## REQUIRED TASK:
Below are records; reproduce exactly the lines from the one containing "Where can the paved courtyard" through the end, both included, and only those.

★ ★ ★ ★ ★

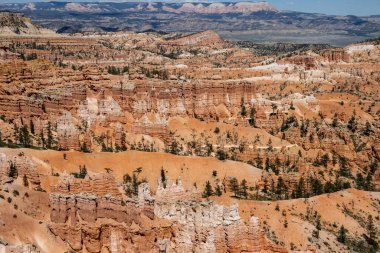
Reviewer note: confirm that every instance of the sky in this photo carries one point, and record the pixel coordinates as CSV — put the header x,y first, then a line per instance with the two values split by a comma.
x,y
334,7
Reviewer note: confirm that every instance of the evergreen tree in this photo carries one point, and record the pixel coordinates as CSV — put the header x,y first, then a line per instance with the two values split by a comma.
x,y
316,186
244,189
344,170
25,181
234,186
324,160
82,171
218,190
135,184
371,228
42,139
259,162
163,177
32,126
342,235
123,142
367,129
208,190
252,115
267,164
318,225
50,139
12,172
280,186
352,124
300,190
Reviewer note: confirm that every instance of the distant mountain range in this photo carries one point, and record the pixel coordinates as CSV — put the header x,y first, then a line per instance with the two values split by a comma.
x,y
252,21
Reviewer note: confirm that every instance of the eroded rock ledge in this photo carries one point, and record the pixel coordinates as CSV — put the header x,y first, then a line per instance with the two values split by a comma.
x,y
91,215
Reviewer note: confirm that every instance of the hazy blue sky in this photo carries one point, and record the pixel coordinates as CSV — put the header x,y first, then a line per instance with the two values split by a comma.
x,y
340,7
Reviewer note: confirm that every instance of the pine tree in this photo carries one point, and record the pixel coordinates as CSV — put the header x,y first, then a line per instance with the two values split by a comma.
x,y
82,171
371,228
25,181
32,126
135,184
280,186
342,235
244,189
42,139
12,172
218,190
234,186
300,190
123,142
50,139
367,129
163,177
208,190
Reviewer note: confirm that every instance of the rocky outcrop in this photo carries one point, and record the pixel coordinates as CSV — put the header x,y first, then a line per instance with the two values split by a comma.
x,y
24,167
99,221
17,24
207,38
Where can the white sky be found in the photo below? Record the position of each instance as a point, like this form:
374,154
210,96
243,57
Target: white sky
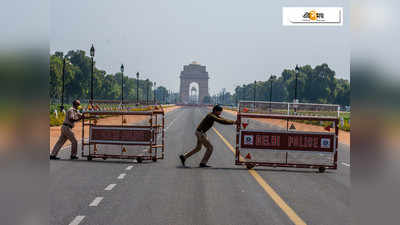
238,41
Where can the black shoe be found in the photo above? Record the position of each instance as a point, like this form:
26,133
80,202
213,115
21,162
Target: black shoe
203,165
53,157
182,158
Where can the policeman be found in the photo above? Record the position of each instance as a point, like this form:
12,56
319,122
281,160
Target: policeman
71,117
201,130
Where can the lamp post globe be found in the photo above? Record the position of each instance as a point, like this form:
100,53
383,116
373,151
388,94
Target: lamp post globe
91,78
122,83
137,88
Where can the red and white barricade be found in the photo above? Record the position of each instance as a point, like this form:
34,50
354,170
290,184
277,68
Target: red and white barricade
287,135
124,132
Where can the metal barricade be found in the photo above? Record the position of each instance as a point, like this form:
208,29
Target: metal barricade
122,131
267,136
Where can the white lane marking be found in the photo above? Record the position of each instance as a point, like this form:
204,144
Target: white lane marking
345,164
121,176
77,220
96,201
129,168
110,187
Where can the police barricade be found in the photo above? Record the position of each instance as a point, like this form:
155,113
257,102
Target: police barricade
123,131
281,134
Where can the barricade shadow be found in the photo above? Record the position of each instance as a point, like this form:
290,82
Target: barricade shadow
103,161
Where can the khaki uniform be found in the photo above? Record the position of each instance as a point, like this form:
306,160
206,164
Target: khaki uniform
201,130
66,132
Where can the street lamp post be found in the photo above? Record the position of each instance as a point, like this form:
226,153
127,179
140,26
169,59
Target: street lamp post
137,88
62,89
154,94
91,79
147,91
270,93
295,87
122,83
223,96
254,96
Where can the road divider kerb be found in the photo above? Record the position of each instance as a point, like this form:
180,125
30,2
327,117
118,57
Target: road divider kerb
121,176
129,168
77,220
268,189
110,187
96,201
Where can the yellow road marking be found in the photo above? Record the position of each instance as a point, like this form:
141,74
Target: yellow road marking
267,188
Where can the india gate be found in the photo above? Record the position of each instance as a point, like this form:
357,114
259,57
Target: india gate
196,73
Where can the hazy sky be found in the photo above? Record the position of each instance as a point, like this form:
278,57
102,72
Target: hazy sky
238,41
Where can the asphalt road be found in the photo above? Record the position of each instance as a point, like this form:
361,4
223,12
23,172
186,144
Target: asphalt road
125,192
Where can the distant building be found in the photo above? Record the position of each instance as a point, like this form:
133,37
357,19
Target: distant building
197,73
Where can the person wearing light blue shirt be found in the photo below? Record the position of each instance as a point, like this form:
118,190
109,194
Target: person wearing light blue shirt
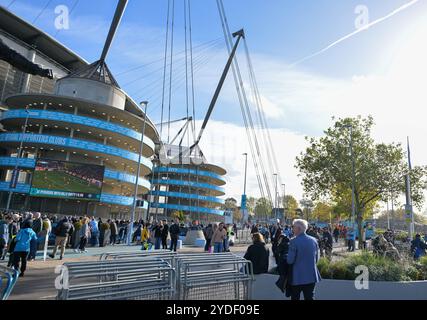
94,239
303,256
22,247
351,239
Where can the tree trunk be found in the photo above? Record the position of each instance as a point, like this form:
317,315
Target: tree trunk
360,228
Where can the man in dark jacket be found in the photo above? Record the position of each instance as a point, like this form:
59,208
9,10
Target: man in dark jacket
37,228
4,236
61,231
114,232
165,233
303,256
336,234
258,254
174,231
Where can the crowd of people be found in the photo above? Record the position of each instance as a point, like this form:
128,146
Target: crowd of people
22,234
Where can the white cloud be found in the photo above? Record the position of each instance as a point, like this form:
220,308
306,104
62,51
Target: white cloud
225,143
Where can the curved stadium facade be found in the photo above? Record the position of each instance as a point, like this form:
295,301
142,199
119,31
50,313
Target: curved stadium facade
79,123
194,190
83,125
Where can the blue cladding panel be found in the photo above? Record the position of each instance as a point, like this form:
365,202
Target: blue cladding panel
73,144
105,198
186,196
188,171
188,183
70,118
187,208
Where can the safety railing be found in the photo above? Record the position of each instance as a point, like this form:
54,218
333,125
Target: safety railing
213,277
8,279
160,275
124,279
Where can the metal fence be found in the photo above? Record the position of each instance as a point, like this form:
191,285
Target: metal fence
158,275
213,277
8,278
125,279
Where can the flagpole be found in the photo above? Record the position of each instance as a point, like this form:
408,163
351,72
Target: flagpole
409,208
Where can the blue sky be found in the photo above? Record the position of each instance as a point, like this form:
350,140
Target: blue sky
377,71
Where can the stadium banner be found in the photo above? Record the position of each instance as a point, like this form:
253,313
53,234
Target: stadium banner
61,179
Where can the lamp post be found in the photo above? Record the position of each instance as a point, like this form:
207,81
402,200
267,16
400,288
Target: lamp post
353,177
15,172
135,195
284,201
275,196
243,202
246,171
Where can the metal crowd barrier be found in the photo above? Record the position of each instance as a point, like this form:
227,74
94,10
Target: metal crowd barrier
160,275
213,277
126,279
8,279
140,254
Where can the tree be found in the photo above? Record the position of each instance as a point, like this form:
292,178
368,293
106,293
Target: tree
323,211
180,215
229,204
326,166
237,215
250,205
291,205
307,206
263,208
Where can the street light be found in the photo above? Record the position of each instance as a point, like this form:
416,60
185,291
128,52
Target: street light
243,202
284,201
275,197
135,195
16,171
353,176
246,171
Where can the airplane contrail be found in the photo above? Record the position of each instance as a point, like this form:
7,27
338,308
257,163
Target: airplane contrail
394,12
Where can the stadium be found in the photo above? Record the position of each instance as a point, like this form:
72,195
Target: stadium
84,123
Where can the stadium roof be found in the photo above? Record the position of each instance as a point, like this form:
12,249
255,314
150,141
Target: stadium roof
44,43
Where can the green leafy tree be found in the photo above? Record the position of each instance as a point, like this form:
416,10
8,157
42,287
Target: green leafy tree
326,166
291,205
180,215
323,211
250,205
229,204
263,208
307,208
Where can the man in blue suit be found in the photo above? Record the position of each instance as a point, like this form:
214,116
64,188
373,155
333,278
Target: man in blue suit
303,256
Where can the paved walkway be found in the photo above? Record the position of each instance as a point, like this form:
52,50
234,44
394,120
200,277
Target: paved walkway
39,280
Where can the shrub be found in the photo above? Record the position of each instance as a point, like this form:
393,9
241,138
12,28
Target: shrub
323,265
105,226
380,268
339,270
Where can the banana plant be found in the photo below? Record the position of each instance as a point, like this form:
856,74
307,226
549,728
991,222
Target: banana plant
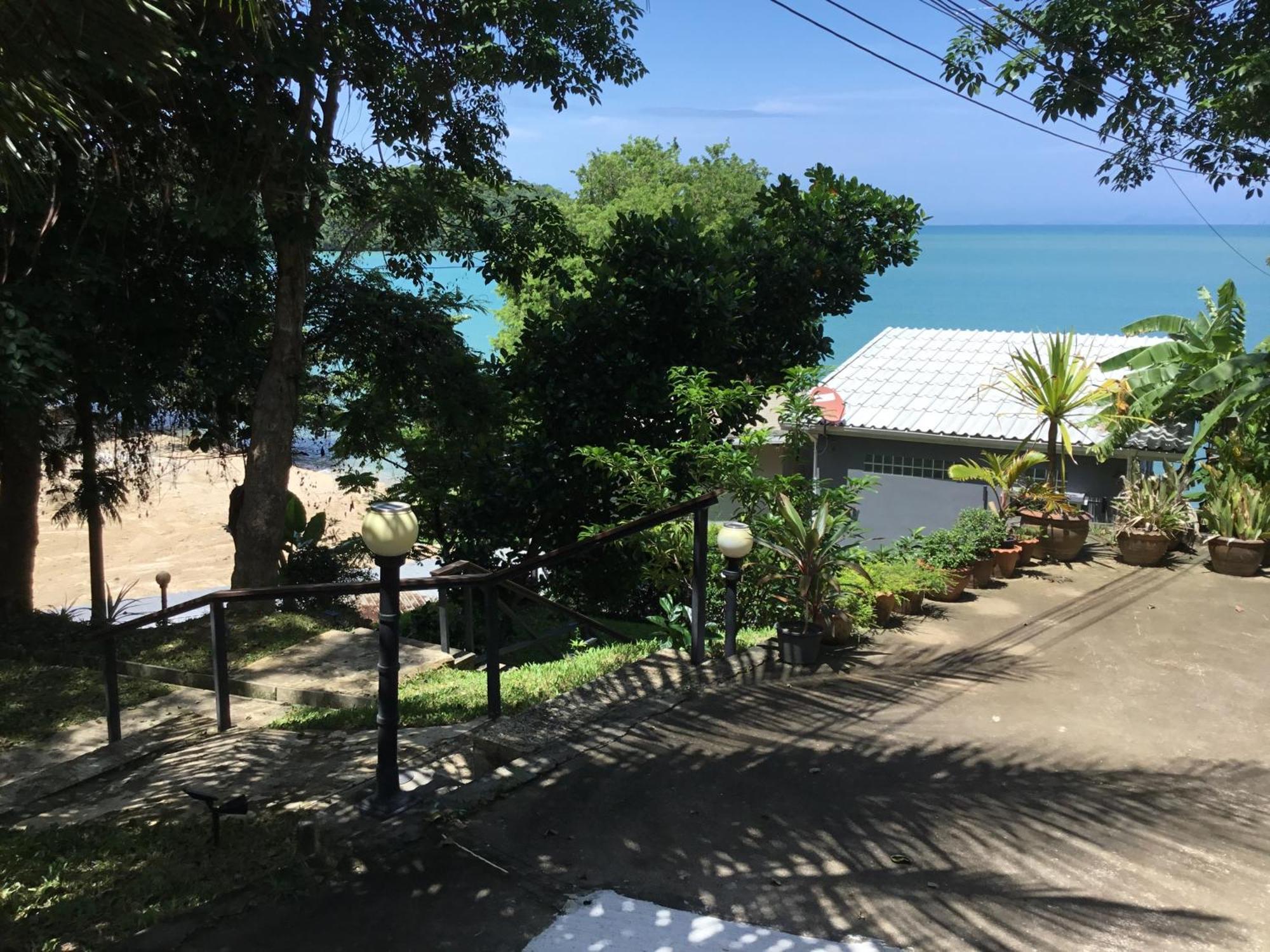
302,532
1001,472
1202,373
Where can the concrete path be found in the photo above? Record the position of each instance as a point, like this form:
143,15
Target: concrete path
1074,761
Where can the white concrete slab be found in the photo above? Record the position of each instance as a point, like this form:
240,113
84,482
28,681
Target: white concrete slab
608,922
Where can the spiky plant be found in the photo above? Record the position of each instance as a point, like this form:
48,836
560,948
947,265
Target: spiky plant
1001,472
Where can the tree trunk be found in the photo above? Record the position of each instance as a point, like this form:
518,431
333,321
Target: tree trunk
92,497
1052,451
20,508
260,530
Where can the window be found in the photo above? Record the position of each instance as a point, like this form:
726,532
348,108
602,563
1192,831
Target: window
892,465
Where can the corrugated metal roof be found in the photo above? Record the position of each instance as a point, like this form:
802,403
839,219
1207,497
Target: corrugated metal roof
942,381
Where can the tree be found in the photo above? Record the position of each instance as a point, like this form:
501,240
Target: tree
742,303
1165,81
126,317
1052,380
1201,374
430,74
641,177
1000,472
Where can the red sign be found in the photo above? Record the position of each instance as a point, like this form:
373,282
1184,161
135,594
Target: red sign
830,403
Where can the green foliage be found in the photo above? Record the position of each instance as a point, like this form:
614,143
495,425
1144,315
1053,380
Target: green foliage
1052,380
982,529
951,550
1123,65
895,577
92,885
1000,472
1202,373
812,554
1235,510
639,177
1154,503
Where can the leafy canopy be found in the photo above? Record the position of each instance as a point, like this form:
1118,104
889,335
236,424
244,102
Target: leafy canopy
1165,81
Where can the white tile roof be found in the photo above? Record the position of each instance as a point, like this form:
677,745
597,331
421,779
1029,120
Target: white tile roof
926,380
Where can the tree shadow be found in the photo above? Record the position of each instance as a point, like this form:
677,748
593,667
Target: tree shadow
782,808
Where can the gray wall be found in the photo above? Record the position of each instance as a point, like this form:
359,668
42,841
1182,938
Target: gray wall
904,503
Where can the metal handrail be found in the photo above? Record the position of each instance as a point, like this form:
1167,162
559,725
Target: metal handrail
490,582
364,588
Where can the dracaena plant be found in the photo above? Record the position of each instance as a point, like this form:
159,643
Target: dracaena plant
1154,503
813,555
1001,472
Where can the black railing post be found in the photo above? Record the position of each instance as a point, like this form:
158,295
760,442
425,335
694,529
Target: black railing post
388,798
220,667
493,676
469,621
700,525
731,577
444,619
111,676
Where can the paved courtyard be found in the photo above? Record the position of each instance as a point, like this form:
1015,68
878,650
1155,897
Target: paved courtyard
1075,761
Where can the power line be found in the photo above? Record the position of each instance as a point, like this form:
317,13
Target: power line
1004,91
1213,228
939,86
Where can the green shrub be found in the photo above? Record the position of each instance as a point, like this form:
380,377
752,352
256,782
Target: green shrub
951,550
896,577
982,529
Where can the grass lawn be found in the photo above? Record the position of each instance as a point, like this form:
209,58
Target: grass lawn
100,883
189,645
37,700
453,696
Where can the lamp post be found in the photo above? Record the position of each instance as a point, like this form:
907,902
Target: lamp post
736,541
389,532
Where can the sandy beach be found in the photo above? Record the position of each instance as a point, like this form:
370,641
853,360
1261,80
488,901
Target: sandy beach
180,529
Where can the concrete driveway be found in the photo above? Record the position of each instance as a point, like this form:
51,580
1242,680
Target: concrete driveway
1075,761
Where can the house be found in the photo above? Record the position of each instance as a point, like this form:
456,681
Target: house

★ ★ ★ ★ ★

## REPLY TO THE EXERCISE:
Where can the paved courtyard be found in the photo above? Record the position of each instance as a point, like this form:
1015,68
878,650
1155,897
Target: paved courtyard
1075,761
Where can the power line be found in the photo above? Record the position of each instance as a point, like this form:
317,13
Target: power line
1004,91
1213,228
939,86
Where can the green shrub be found in the photo above? Record the position of each instance as a point, like this form:
380,377
752,352
256,782
Target: green shrub
951,550
896,577
982,529
Where can the grass lawn be found in the photo above? Record the position of each instance as a point, like this form:
209,58
Target: grass lawn
100,883
189,645
37,700
453,696
Where can the lamp post be found in the photo above? Record the position of each instance as a point, like this form:
907,902
Target: lamp post
736,541
389,532
Where can the sandy beach be found in the photo above? Record the position of each instance as a point, like this form:
370,641
853,360
1261,80
488,901
Target: sandy beach
180,529
Where can the concrete driveway be found in the photo above? Record the position of each instance as a point, like this form:
51,580
1242,680
Target: concrete driveway
1075,761
Where can the house be found in the photo above? Record the position of each instance as a point, like this form:
456,681
Target: house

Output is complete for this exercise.